* EXERCISE
An exact, complete copy of the entries is what is needed.

Region pointing data
* * * * *

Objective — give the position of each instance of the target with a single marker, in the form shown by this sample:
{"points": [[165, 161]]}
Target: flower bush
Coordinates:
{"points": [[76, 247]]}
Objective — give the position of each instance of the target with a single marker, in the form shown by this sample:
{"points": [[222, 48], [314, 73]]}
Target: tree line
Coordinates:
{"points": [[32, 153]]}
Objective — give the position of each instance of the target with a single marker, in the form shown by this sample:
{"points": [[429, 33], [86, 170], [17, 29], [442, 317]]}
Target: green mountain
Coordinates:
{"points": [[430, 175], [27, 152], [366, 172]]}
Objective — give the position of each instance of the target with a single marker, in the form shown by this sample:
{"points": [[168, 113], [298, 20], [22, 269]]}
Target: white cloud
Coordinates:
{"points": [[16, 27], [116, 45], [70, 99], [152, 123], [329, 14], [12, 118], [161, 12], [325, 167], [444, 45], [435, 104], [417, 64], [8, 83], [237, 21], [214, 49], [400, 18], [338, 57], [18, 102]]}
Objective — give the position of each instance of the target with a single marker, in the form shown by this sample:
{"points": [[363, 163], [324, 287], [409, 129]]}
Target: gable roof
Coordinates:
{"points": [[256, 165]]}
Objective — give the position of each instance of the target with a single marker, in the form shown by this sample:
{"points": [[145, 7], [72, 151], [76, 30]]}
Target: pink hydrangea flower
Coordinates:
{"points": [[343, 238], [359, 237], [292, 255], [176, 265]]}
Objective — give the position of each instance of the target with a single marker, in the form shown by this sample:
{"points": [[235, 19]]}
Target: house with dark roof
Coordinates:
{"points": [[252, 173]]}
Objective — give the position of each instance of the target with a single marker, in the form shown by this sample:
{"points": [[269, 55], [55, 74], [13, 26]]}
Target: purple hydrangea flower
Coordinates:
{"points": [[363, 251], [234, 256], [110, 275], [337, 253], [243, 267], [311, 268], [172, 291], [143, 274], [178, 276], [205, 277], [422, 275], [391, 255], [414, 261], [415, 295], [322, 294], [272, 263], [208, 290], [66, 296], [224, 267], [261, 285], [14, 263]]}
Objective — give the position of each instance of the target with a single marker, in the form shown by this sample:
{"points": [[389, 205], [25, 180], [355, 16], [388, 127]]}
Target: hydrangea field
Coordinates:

* * * * *

* WORKED SOLUTION
Objective — give the position of each instance of the target with a single marker, in the form shown by this sample:
{"points": [[165, 161]]}
Target: flower bush
Coordinates:
{"points": [[76, 247]]}
Objective — give the position of each instance of the target with a single marker, in the form shown by this sample:
{"points": [[222, 48], [314, 73]]}
Target: tree line
Coordinates:
{"points": [[32, 153]]}
Objective — give the position of each instance of the target with a single marker, in the form shown by this sample:
{"points": [[429, 33], [86, 170], [17, 29], [442, 317]]}
Target: green mountain
Coordinates:
{"points": [[430, 175], [27, 152], [366, 172]]}
Objective — give the position of each instance of the target with a single marker, in the form shown by this sample:
{"points": [[168, 113], [298, 20], [22, 269]]}
Target: white cloud
Coordinates:
{"points": [[16, 27], [116, 45], [70, 99], [152, 123], [329, 14], [12, 118], [161, 12], [325, 167], [444, 45], [435, 104], [417, 64], [8, 83], [237, 21], [214, 49], [400, 18], [338, 57], [18, 102]]}
Objective — give the position of each instance of the target with a single marker, in the form shown by this sample:
{"points": [[363, 163], [324, 287], [409, 129]]}
Target: gable roof
Coordinates:
{"points": [[256, 165]]}
Objective — give the position of each instance of the target with a single marker, in the form shown by this sample:
{"points": [[145, 7], [72, 151], [76, 30]]}
Target: pink hydrangea flower
Coordinates:
{"points": [[343, 238], [359, 237], [292, 255], [176, 265]]}
Objective — give the position of each instance of the target with a single marker, in the form shown by this sample:
{"points": [[235, 19]]}
Target: house with dark roof
Coordinates:
{"points": [[252, 173]]}
Objective — give the position of each instance of the target with a single marker, in the form shown by this sample:
{"points": [[269, 55], [55, 74], [13, 26]]}
Target: purple hydrangea flower
Coordinates:
{"points": [[363, 251], [234, 256], [110, 275], [337, 253], [243, 267], [311, 268], [172, 291], [143, 274], [178, 276], [205, 277], [422, 275], [391, 255], [414, 261], [415, 295], [322, 294], [272, 263], [208, 290], [66, 296], [224, 267], [261, 285], [14, 263]]}
Objective — give the position of each instance of the target with a single marker, in the form shown by this sample:
{"points": [[389, 205], [25, 180], [355, 16], [388, 127]]}
Target: hydrangea field
Coordinates:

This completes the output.